WHAT THE TASK ASKS »
Copy everything from the line containing "Exercise. Point to every instance of the stone cornice" down to the end of the listing, changing "stone cornice" to "carved cornice" and leaving all else unaltered.

[Start GIVEN DATA]

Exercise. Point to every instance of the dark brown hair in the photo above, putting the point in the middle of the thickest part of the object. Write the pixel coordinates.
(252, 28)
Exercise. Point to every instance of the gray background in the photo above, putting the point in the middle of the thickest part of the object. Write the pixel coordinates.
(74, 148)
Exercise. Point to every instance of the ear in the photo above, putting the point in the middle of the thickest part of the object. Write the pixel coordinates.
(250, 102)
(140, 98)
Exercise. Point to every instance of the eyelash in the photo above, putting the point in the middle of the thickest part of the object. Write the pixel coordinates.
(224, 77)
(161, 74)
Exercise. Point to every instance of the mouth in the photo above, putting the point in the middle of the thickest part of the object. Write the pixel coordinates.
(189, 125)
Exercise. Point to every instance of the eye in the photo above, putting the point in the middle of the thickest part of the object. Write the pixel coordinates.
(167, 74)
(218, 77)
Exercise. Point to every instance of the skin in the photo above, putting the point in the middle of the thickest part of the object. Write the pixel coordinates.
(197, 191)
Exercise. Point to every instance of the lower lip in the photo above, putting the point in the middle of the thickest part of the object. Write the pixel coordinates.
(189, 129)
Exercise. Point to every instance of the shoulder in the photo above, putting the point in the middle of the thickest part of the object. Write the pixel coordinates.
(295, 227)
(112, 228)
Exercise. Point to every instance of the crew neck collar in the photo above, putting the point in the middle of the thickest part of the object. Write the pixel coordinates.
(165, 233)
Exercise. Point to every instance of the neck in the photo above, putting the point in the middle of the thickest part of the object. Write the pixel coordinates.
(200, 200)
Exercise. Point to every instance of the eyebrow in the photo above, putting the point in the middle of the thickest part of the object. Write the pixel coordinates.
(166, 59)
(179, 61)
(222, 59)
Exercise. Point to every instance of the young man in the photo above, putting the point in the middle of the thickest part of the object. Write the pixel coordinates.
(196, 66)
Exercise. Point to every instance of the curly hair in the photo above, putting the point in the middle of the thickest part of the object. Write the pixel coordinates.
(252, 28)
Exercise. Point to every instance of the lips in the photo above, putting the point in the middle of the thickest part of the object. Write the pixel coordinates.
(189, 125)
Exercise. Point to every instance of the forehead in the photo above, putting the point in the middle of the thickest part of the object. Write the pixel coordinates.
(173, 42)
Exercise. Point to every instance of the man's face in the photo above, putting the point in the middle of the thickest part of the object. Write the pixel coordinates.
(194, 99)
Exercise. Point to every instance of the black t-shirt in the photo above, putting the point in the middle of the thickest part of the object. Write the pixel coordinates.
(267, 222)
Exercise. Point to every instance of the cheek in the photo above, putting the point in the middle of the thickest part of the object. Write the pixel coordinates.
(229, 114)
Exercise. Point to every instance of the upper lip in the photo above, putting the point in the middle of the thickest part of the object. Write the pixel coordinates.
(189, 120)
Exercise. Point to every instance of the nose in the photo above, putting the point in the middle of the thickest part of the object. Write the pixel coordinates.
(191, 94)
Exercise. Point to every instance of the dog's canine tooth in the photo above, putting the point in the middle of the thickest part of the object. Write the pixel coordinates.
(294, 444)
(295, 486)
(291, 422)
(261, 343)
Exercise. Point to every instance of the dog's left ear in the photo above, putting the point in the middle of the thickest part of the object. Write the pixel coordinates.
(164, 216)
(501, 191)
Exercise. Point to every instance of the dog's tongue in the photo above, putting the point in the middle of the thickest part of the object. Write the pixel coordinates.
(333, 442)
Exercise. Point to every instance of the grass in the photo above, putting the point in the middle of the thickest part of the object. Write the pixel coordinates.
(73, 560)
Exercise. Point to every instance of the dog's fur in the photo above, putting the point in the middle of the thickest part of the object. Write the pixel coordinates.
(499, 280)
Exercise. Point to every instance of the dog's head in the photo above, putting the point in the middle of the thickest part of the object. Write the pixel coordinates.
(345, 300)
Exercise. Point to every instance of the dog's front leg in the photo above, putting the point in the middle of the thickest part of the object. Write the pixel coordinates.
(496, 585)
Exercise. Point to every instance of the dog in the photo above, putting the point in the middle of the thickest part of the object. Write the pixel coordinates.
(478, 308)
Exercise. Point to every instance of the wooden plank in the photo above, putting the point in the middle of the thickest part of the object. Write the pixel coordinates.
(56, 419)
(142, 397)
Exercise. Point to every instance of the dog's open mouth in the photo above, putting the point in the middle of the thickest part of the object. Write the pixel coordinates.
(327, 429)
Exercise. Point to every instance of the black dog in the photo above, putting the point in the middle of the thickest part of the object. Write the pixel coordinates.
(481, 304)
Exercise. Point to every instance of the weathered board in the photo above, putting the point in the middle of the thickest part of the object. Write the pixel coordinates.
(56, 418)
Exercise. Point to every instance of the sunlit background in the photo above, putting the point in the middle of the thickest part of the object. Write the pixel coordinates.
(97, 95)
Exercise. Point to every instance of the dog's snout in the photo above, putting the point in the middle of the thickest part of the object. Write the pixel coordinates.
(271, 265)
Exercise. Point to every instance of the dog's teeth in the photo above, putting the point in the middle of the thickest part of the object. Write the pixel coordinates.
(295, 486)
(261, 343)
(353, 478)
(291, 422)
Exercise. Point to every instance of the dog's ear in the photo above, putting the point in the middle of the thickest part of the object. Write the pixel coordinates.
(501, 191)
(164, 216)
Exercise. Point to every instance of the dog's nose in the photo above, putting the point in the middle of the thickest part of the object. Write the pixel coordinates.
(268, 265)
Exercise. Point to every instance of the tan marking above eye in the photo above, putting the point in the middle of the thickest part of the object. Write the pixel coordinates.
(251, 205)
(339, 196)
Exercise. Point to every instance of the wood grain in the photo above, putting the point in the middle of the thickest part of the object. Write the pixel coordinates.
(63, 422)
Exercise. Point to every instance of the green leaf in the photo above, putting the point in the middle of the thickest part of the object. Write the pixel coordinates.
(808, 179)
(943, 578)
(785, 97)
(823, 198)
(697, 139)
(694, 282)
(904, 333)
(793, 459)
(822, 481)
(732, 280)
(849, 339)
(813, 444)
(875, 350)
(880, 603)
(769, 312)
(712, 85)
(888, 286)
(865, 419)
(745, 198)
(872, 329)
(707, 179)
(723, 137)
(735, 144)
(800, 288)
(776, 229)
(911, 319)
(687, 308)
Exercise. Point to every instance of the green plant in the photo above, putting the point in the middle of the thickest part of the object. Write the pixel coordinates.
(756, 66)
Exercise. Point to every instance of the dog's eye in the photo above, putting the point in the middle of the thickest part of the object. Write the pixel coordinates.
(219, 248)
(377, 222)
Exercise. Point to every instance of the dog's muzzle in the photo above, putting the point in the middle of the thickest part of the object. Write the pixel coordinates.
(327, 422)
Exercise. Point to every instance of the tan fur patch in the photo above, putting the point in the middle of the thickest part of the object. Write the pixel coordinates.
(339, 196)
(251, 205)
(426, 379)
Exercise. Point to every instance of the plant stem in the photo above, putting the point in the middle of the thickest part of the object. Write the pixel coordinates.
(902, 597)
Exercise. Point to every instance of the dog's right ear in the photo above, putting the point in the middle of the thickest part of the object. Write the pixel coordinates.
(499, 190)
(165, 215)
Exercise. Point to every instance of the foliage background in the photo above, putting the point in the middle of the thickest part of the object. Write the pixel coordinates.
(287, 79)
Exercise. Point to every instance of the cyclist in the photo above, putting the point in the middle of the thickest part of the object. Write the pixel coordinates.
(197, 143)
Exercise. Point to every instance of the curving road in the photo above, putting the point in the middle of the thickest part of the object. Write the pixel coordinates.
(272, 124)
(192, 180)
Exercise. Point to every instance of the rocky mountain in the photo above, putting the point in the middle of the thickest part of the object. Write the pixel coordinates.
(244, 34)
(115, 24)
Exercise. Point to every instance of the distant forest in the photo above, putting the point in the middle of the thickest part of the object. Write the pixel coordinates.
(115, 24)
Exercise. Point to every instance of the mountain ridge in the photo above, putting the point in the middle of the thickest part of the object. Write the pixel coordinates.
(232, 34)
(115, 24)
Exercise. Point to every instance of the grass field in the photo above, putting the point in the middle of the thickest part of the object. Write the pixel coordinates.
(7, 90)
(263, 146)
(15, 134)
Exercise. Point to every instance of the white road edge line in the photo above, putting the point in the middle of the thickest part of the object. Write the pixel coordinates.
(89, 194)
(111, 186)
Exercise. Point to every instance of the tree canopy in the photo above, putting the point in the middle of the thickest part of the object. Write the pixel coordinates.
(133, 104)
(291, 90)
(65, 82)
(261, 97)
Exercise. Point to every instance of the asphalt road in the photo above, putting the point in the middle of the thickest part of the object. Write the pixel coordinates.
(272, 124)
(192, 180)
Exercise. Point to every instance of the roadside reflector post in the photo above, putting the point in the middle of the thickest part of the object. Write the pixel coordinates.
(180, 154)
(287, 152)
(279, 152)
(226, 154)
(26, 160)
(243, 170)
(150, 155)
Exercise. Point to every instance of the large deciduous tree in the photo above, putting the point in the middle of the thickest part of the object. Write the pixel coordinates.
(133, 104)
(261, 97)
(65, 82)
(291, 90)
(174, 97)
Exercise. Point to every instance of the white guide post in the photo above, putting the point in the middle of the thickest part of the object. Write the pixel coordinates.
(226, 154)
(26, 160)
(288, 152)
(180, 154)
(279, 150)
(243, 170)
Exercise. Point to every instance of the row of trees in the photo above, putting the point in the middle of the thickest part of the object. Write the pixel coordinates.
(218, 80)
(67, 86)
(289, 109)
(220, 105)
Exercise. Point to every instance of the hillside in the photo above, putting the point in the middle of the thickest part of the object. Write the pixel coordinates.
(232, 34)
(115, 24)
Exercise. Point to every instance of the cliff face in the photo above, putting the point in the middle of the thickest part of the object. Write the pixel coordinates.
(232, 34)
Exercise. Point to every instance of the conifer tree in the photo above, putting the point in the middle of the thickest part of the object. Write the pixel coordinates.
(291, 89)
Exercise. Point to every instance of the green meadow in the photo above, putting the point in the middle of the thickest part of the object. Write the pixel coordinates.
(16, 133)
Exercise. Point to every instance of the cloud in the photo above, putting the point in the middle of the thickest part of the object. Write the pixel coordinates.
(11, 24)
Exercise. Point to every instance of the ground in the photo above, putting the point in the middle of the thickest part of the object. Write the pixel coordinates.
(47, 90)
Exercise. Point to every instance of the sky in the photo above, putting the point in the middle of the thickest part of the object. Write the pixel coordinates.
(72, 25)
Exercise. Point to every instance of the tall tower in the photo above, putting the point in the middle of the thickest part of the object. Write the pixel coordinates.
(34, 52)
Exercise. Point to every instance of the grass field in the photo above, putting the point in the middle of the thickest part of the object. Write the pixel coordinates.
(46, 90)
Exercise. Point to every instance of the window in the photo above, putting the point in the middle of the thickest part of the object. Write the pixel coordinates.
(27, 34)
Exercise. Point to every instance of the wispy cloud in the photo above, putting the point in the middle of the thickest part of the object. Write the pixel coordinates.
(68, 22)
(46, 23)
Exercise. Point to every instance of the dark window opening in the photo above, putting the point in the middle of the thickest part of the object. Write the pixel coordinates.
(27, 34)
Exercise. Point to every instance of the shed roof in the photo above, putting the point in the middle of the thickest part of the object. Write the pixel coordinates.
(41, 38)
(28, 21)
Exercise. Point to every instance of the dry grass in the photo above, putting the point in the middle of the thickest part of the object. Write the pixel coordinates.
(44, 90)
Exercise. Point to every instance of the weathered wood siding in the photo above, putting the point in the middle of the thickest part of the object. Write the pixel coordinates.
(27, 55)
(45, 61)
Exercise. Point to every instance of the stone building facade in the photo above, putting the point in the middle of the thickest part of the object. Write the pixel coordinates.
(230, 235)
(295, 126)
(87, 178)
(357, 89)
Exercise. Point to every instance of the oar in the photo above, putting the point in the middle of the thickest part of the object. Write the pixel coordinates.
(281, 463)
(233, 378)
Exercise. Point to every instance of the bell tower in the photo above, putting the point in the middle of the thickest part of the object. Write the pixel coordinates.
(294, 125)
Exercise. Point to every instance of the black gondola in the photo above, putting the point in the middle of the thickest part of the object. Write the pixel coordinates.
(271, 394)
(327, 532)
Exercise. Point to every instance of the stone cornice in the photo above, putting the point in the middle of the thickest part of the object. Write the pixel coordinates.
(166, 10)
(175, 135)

[End GIVEN DATA]

EXERCISE RESPONSE »
Exercise. Point to every instance of the carved cornice in the photo above, putting the point in the middle of the thickest part of the object. Write the pixel coordinates.
(166, 10)
(175, 135)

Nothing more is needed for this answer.